▶ **What to do**:
a) Answer these questions about the gas-price comments below, giving each answer on its own line with the matching mark:
(i) How many dollars extra at the pump does the first comment mention?
(ii) According to DW, what matters if not the price of oil?
(iii) What did atllaw191 once pay to fill the tank, and what does it cost now?
b) Pick up the gas-price comment thread below at the point where it stops, and carry it on.

>> BEGIN Selection

For me, the expensive gas prices, give me an excuse to double check myself when buying something….or my wife. It shouldn’t really matter for $5 extra at the pump, but really all the talk and the psychological $4/gallon level has me thinking about my spending a little more.

Mister Lauren Davidson

April 11th, 2011
9:06 am

whatever can get americans from spending to saving, i’m all for it!! it seems like 8 of the Dirty Dozen have to do with oil prices. no wonder it is the most relevant!

DW

April 11th, 2011
11:42 am

Its not the price of oil.. its the speed of the increase

atllaw191

April 11th, 2011
11:43 am

Absolutely do not go ANYWHERE on weekends (even tho I’d love to see my grandchildren), but I park it. I used to fill up the tank on $20, now its nearly $30 and if I don’t NEED IT, then it isn’t bought. Same for groceries – stopped buying all but NECESSITIES, no treats, no eating out (never did much of that), getting used to the longer length between haircuts and coloring (ugh)…but just not going anywhere I could see something that “before I saw it, I didn’t know I wanted it” mentality. Wish I lived closer “in” ’cause I’d be riding my bicycle..

>> END Selection
>> BEGIN Records

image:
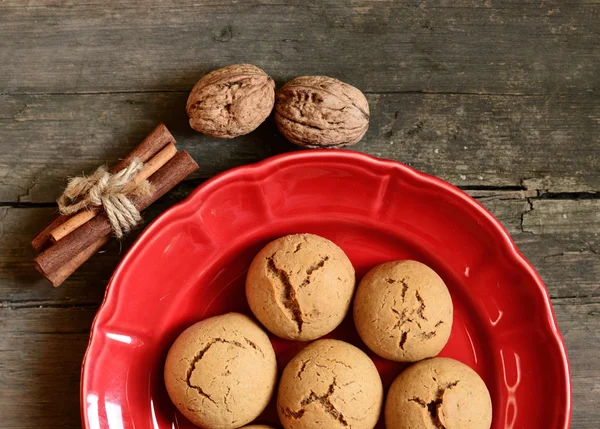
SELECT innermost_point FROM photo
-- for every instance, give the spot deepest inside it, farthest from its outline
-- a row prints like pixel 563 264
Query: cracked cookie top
pixel 438 393
pixel 221 372
pixel 403 311
pixel 330 384
pixel 300 286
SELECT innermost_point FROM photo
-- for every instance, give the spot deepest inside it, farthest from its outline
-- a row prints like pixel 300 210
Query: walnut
pixel 231 101
pixel 321 112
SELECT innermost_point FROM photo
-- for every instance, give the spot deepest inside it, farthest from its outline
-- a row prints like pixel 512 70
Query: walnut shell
pixel 321 112
pixel 231 101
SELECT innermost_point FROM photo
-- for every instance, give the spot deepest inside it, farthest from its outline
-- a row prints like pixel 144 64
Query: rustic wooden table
pixel 498 97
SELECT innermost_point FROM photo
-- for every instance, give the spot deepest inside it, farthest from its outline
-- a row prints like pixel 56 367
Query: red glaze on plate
pixel 191 263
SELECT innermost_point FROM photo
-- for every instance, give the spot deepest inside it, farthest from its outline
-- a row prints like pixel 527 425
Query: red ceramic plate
pixel 191 263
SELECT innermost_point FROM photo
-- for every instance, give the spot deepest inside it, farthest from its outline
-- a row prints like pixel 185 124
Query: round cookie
pixel 300 286
pixel 258 427
pixel 436 393
pixel 330 384
pixel 403 311
pixel 221 372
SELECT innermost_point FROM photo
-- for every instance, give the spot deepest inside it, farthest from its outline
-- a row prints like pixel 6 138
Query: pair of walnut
pixel 310 111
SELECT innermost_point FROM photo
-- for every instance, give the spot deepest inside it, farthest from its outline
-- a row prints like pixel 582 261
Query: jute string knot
pixel 109 191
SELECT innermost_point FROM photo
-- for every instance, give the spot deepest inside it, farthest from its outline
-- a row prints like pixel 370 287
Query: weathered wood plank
pixel 567 260
pixel 42 349
pixel 466 46
pixel 553 142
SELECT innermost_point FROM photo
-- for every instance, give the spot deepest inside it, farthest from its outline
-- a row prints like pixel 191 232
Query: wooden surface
pixel 498 97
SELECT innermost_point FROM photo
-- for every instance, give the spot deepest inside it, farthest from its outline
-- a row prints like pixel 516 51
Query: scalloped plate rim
pixel 265 165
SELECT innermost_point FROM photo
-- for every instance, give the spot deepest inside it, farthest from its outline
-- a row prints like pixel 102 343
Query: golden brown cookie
pixel 258 427
pixel 403 311
pixel 330 384
pixel 221 372
pixel 300 286
pixel 438 393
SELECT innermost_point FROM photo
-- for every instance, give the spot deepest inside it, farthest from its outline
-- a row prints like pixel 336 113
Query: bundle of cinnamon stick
pixel 68 241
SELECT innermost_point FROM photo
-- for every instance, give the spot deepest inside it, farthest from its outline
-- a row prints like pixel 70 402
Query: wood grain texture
pixel 566 257
pixel 42 348
pixel 499 97
pixel 546 143
pixel 486 46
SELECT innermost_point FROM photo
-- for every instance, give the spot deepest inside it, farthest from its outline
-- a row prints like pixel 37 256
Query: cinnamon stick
pixel 78 219
pixel 64 250
pixel 60 275
pixel 150 146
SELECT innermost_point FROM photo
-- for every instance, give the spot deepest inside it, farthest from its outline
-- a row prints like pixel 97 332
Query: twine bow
pixel 109 191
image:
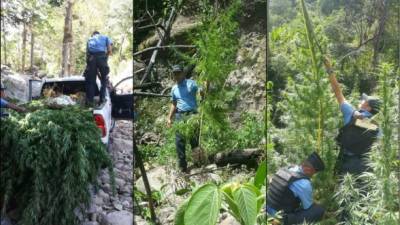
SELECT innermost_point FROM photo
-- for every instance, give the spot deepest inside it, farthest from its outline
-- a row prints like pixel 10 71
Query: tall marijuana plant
pixel 309 112
pixel 48 160
pixel 375 201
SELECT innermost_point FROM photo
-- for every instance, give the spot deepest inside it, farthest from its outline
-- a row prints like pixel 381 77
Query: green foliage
pixel 45 20
pixel 49 159
pixel 243 201
pixel 203 207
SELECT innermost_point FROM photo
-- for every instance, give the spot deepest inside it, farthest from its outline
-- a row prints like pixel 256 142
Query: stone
pixel 157 178
pixel 91 223
pixel 119 218
pixel 118 206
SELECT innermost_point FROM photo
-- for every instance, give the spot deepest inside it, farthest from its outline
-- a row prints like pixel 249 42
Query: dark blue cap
pixel 177 68
pixel 316 161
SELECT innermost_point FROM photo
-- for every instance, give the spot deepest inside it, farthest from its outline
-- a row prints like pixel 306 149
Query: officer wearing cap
pixel 290 191
pixel 354 140
pixel 184 103
pixel 6 104
pixel 99 47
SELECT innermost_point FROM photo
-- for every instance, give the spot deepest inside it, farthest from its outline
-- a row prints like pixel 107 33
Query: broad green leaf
pixel 180 214
pixel 261 175
pixel 247 202
pixel 233 207
pixel 204 206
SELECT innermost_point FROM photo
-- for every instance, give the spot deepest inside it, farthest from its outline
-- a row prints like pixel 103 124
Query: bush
pixel 49 159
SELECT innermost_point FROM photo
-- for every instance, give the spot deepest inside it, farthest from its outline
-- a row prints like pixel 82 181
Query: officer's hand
pixel 169 123
pixel 327 63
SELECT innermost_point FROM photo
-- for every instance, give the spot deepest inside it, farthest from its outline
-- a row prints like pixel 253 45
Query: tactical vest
pixel 279 196
pixel 355 138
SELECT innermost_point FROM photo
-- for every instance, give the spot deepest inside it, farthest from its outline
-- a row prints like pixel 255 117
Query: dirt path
pixel 106 209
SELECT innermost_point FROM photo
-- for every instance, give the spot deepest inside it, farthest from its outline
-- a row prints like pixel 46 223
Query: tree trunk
pixel 4 43
pixel 32 47
pixel 248 157
pixel 24 34
pixel 379 32
pixel 66 63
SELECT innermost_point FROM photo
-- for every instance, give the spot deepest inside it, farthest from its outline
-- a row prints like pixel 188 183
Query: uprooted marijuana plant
pixel 217 42
pixel 49 160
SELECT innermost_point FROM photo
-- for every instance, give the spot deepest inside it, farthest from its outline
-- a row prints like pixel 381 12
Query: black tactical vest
pixel 355 139
pixel 279 196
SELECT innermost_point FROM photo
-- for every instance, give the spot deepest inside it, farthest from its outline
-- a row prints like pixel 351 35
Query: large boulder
pixel 118 218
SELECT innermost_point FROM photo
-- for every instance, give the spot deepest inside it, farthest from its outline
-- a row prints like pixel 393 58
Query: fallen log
pixel 248 157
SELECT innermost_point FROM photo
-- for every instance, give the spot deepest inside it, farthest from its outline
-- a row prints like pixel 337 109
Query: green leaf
pixel 204 206
pixel 180 214
pixel 233 207
pixel 182 191
pixel 247 201
pixel 261 175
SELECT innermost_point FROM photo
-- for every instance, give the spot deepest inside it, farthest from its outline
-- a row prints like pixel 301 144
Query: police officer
pixel 99 47
pixel 290 191
pixel 358 133
pixel 6 104
pixel 184 103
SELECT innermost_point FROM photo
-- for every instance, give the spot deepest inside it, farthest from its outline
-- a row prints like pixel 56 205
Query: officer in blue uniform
pixel 184 103
pixel 290 191
pixel 99 47
pixel 5 104
pixel 354 141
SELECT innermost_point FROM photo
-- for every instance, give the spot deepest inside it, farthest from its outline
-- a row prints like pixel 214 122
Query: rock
pixel 119 218
pixel 150 138
pixel 91 223
pixel 119 182
pixel 166 215
pixel 117 206
pixel 157 178
pixel 5 221
pixel 98 200
pixel 139 221
pixel 229 220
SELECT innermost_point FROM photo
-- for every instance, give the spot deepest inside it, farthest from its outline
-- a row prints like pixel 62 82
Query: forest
pixel 49 37
pixel 221 45
pixel 64 161
pixel 360 39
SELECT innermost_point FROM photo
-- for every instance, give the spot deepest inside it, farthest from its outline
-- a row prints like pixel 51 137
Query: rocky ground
pixel 169 182
pixel 106 208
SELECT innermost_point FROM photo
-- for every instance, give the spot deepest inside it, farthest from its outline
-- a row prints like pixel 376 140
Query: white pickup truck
pixel 116 106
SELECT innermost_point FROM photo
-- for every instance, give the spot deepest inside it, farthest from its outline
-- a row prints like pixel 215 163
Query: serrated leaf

>> END Records

▶ **Task-by-task outputs**:
a)
(i) $5
(ii) The speed of the increase
(iii) $20 once; now nearly $30

b)
The Anti-Gnostic

April 11th, 2011
11:48 am

1. A lot of people are still in firm denial of reality.
2. People equate cash flow with wealth.
3. The government is using every fiscal and monetary trick it can to keep asset values inflated.
4. The banks are playing ‘extend and pretend.’

Everything is in place for very sharp price increases in essential items. The economists will be crowing about how cheap iPads and ten-year old suburban McMansions are, but the average schlep is going to get hammered whenever he or she goes to the gas station or grocery store. In light of factors 1 thru 3 above, the American consumer will continue spending in a race to maintain his/her living standards. This is not a sustainable trend.

The Anti-Gnostic

April 11th, 2011
11:48 am

*1 thru 4 above

Wes Moss

April 11th, 2011
12:05 pm

atllaw191…those are serious cutbacks. It looks like the spending pinch has begun…
And DW, you are correct about the rate of increase. It does matter.
If oil prices double (as they have done multiple times since 1970) we would almost certainly see a recession and a bear market. The track record on this is clear. 6 “doubles in price” (in a relatively short period of time), causing 6 bear markets.

MM

April 11th, 2011
12:22 pm

I don’t need to tighten my purse strings. I’m very comfortable living a frugal lifestyle. Gas, eh, can’t do anything about it, I have to go to work. I’m not walking 17 miles one way…….

No credit cards here……no useless clothing….no fake nails, hair or tan to maintain…..

Grow my own veggies, or shop at the local farmer’s market, and keep $$ in my community.

Mortgage payment is $750/mo, PITI. I owe less than $85K on the house.

Car is 13 years old, with 175K miles on it.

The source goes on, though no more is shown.